■ Records for this task ■
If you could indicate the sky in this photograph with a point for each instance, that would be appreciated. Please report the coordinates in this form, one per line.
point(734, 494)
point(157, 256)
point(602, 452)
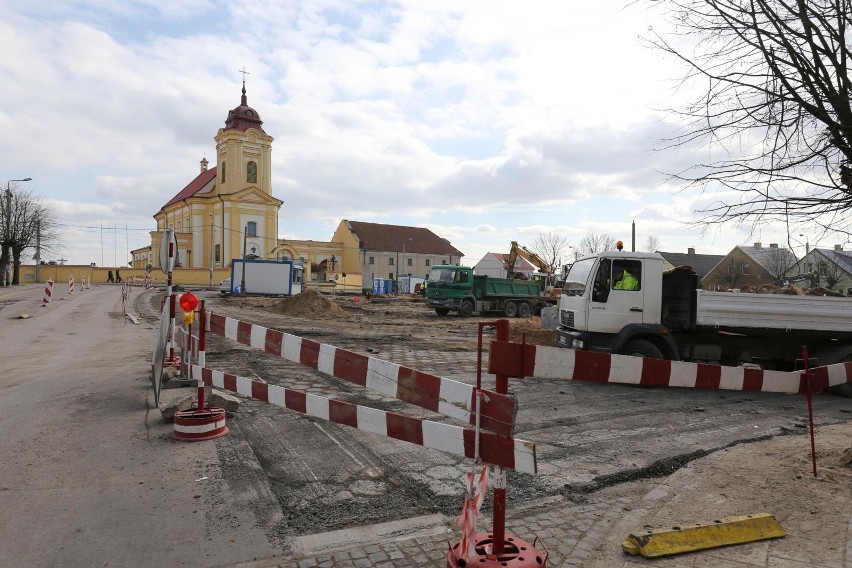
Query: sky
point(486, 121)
--
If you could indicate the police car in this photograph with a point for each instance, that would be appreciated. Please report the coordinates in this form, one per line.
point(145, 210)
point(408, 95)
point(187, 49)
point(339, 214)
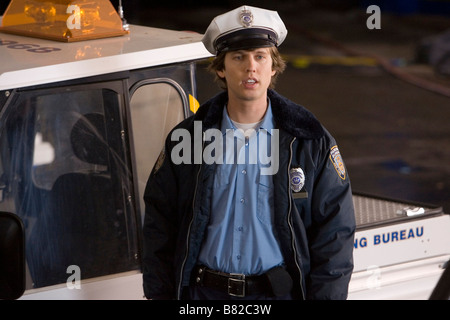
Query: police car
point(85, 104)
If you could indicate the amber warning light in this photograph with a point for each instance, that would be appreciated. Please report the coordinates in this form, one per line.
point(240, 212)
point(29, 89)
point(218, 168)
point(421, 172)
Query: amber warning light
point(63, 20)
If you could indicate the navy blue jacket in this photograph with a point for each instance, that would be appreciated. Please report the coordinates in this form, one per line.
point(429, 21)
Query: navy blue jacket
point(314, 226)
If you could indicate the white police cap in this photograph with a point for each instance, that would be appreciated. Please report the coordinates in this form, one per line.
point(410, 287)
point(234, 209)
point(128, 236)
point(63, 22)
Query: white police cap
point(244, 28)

■ Exercise goal ■
Rewrite the part of the data that opens with the line containing "If you could indicate the sky" and closes with the line containing "point(486, 121)", with "photograph" changed to "image" and every other detail kept the same. Leave the pictures out of your answer.

■ Written answer ■
If you could indicate the sky in this image with a point for each instance, that would be appreciated. Please report the coordinates in this form, one per line.
point(734, 494)
point(157, 256)
point(602, 452)
Query: sky
point(486, 121)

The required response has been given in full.